Short task:
Copy the lines of the listing from the one containing "Each instance receives exactly one keypoint. Mark the narrow" through the last line of the listing, both included, swapping every "keypoint" for "marker" and leaving everything else as it is.

========================================

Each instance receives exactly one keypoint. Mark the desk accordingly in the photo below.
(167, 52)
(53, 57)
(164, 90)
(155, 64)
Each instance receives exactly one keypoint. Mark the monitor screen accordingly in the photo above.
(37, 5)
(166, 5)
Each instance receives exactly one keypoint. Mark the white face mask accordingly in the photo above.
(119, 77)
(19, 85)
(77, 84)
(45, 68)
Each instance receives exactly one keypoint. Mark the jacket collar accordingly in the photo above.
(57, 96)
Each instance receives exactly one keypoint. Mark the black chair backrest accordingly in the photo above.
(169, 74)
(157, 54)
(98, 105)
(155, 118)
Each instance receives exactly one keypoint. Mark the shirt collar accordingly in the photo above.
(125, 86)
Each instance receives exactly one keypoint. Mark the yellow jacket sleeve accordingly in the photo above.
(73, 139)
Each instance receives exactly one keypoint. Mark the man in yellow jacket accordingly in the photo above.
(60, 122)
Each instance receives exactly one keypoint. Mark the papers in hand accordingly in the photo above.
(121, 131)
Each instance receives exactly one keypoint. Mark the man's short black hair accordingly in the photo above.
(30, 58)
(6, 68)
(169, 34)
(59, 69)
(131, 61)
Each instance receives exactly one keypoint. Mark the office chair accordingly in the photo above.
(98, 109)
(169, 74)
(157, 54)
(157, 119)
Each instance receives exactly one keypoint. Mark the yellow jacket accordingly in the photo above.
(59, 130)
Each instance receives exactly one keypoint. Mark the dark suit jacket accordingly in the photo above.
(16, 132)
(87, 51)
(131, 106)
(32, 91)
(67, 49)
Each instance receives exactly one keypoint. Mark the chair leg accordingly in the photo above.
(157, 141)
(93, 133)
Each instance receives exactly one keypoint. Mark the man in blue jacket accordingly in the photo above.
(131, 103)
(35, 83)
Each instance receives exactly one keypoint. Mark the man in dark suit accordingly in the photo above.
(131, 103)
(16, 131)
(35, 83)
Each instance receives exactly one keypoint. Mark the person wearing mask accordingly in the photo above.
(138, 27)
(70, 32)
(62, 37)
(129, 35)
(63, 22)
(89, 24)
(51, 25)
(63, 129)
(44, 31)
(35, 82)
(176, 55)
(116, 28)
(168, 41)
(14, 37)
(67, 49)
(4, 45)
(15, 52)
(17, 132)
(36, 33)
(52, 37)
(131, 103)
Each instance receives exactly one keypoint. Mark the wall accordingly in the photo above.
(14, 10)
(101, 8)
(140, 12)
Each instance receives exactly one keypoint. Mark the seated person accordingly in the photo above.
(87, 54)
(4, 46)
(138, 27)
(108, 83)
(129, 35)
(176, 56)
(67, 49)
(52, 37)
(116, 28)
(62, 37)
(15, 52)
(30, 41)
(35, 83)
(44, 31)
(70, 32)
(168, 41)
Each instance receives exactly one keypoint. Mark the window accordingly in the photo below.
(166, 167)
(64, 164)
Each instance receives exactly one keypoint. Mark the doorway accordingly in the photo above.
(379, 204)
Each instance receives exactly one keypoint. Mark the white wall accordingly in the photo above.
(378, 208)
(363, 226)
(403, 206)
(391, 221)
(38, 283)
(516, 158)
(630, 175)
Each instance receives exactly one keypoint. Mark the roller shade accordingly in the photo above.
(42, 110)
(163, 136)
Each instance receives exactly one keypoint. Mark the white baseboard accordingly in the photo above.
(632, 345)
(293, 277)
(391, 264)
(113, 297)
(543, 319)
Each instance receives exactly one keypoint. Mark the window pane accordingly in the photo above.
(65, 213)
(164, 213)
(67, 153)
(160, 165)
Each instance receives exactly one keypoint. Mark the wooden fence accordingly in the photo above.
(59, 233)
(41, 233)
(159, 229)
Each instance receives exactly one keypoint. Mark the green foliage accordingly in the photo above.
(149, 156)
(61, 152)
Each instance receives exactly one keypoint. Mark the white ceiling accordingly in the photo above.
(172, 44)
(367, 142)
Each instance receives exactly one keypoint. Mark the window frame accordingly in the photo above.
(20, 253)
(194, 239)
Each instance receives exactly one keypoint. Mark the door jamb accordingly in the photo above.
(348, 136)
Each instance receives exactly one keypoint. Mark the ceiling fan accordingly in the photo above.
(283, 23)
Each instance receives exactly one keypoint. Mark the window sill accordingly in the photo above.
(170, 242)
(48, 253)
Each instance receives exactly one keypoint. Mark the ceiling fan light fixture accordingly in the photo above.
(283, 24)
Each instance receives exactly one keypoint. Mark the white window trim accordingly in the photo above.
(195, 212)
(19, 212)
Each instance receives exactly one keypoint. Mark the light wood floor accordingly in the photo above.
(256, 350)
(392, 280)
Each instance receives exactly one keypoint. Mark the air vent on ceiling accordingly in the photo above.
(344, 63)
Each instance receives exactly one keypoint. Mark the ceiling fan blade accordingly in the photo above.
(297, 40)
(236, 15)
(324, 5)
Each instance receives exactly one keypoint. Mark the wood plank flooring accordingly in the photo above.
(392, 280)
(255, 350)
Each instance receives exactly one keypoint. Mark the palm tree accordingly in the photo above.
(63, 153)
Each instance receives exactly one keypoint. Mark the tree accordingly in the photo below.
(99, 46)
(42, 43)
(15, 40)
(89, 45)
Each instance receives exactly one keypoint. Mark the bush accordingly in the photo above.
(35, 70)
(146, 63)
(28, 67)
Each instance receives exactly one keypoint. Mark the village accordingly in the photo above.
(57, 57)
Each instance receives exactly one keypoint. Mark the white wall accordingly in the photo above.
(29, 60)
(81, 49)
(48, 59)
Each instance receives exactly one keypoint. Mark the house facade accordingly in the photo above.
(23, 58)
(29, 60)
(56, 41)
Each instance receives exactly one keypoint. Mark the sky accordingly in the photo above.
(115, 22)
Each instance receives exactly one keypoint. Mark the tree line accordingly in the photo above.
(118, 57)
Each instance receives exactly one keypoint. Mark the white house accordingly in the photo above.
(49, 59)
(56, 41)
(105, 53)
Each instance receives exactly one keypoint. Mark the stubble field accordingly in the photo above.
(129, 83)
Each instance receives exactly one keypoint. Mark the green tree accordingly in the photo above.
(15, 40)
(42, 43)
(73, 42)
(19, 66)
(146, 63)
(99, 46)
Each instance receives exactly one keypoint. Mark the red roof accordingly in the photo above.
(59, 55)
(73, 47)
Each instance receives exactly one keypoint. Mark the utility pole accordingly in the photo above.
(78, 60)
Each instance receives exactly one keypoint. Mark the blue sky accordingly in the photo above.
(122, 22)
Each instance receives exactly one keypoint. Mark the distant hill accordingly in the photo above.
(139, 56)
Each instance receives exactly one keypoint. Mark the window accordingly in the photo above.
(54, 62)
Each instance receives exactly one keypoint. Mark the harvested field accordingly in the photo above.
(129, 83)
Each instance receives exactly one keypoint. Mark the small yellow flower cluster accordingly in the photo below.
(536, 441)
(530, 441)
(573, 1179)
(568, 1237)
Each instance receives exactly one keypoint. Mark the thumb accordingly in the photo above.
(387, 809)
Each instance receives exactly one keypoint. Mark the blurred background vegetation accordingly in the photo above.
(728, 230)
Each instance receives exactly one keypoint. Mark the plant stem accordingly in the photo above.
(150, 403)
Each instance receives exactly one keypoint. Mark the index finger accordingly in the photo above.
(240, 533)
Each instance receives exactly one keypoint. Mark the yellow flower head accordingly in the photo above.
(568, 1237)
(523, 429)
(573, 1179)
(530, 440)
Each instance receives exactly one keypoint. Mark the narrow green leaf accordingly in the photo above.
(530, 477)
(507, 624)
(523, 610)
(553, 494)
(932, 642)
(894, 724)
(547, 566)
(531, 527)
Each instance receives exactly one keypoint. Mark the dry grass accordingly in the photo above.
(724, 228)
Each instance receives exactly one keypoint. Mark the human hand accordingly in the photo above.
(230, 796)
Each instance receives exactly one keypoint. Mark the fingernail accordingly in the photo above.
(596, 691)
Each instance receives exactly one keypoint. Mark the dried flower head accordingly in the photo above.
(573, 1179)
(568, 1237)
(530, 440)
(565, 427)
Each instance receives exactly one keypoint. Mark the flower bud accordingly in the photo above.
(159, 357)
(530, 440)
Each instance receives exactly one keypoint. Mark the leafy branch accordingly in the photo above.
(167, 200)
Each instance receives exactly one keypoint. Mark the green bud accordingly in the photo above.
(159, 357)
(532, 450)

========================================

Final answer:
Each instance receives exactly one marker. Mark the narrow green leaf accordingly in the photo above.
(530, 477)
(507, 624)
(523, 610)
(553, 494)
(932, 642)
(894, 724)
(547, 566)
(531, 527)
Each instance receives exactly one marker. Mark the dry grass accordingly in the photo above.
(724, 228)
Each instance receives exactly one marker. Mark the human hand accordingly in the photo above.
(230, 796)
Each instance receives exactly one marker. Mark the fingernail accordingly in the photo above.
(596, 691)
Each instance receives exactly one marker. Mark the dried flower head accordingly in the photo above.
(573, 1179)
(568, 1237)
(530, 440)
(565, 427)
Each instance receives exactly one marker. Mark the flower bud accordingly in the photo above.
(159, 357)
(530, 440)
Each instance receives exactly one marker. Mark the leafy branch accordingly in the photo above.
(167, 200)
Each instance receives exactly one marker. Mark the green bud accordingly in the photo above.
(159, 357)
(532, 450)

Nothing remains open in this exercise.